- [Schriftliche Aufgabe 1]:
Dank welchem Förderprogramm wurde das Projekt laut dem Textauszug ermöglicht?
- [Schriftliche Aufgabe 2]:
Prüfe anhand des Textauszugs, ob die folgenden Aussagen zutreffen:
(a) Das Konzert wurde in Traunstein und in Rosenheim gegeben.
(b) Zu hören waren ausschließlich Werke aus dem 20. Jahrhundert.
(c) Das Konzert stand unter dem Motto „Auf Spurensuche“.

Allgemein

RO-TS: Spurensuche bei Tonkünstlern

Veröffentlicht von Toni Hötzelsperger

In einem abwechslungsreichen Konzert im Vereinshaus in Traunstein und einen Tag später in Rosenheim im Hans Fischer Saal im Künstlerhof präsentierten sich zwölf Musikerinnen und Musiker des Tonkünstlerverbands (TKV) Südostbayern mit Werken von Komponisten und Komponistinnen aus Bayern. Unter dem Motto „Auf Spurensuche“ waren in einem Gemeinschaftswerk des TKV berührende und überraschende Werke von Bayern vom 18. Jahrhundert bis heute zu hören. Ob gebürtig, ausgewandert, wahlbeheimatet oder vorübergehend ansässig, malten sie ein Bild des musikalischen Bayern.

Ermöglicht wurde dieses Projekt dank des Förderprogramms „Tonkünstler Live Spezial“ des TKV Bayern e.V. Das Konzert anlässlich des 80. Geburtstags des Komponisten Roland Leistner-Mayer war auch die Generalsekretärin des TKV Bayern, Andrea Fink, anwesend. Ihm wurde zur Würdigung seines ausdrucksstarken Schaffens eine Monografie in der vom TKVB betreuten Buchreihe „Komponistinnen und Komponisten in Bayern“ gewidmet.

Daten
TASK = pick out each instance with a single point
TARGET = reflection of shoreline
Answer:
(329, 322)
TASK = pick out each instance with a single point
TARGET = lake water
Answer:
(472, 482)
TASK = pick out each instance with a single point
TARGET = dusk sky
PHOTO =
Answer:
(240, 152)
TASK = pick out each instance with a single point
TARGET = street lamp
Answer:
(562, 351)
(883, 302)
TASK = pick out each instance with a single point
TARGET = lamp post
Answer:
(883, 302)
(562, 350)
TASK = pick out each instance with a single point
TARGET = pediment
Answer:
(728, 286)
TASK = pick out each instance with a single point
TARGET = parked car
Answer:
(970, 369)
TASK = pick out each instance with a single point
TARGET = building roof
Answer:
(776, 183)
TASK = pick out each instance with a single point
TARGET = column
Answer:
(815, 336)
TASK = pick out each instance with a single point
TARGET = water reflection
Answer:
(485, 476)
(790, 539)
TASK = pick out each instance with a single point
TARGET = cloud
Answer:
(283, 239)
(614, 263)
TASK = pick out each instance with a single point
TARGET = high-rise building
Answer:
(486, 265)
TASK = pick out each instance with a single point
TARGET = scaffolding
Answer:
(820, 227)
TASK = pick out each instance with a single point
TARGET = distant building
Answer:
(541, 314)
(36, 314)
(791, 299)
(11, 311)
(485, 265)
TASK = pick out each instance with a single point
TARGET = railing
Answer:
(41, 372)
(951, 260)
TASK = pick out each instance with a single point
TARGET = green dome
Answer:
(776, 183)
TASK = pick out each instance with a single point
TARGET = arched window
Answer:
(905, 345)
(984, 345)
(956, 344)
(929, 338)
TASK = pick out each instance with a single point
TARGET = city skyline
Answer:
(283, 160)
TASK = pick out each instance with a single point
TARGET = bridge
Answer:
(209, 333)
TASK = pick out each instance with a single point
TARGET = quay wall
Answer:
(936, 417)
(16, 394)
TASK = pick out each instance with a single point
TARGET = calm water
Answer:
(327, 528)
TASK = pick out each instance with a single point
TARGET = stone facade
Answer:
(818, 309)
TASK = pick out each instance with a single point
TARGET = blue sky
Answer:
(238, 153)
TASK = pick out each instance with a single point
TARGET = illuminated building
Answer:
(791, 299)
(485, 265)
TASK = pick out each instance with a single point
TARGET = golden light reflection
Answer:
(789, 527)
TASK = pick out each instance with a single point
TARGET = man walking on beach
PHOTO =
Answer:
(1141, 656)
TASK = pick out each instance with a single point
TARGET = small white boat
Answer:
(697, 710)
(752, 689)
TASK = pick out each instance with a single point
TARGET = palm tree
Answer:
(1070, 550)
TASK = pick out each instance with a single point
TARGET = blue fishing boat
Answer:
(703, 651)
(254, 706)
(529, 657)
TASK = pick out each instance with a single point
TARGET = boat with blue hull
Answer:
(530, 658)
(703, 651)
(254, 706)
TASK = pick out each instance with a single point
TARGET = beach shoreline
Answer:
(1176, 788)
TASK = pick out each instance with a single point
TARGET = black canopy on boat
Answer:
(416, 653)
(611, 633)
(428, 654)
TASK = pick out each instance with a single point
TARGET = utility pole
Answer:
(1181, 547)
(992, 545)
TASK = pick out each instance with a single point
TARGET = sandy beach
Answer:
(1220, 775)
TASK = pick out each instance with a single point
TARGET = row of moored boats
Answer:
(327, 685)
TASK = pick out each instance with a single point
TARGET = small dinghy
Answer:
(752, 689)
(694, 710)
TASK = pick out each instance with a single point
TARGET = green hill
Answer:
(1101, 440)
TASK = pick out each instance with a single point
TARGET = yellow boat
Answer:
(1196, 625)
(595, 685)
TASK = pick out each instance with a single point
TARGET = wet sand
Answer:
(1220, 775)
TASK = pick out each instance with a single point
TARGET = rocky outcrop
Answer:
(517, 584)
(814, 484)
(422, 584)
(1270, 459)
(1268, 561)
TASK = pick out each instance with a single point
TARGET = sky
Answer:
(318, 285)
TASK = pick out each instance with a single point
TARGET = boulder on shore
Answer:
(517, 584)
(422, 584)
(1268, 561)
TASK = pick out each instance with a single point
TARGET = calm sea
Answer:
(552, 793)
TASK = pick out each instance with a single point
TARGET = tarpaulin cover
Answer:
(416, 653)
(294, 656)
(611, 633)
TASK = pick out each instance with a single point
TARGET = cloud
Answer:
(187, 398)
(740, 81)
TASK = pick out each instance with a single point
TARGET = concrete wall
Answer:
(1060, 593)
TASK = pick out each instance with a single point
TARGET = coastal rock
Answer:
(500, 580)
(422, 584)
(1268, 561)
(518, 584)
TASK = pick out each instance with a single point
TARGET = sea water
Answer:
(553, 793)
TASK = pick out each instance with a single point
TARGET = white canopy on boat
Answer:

- [Lösung 1]:
Dank des Förderprogramms „Tonkünstler Live Spezial“ des TKV Bayern e.V.

- [Lösung 2]:
(a) Ja: »im Vereinshaus in Traunstein und einen Tag später in Rosenheim im Hans Fischer Saal im Künstlerhof«
(b) Nein: »Werke von Bayern vom 18. Jahrhundert bis heute«
(c) Ja: »Unter dem Motto „Auf Spurensuche“«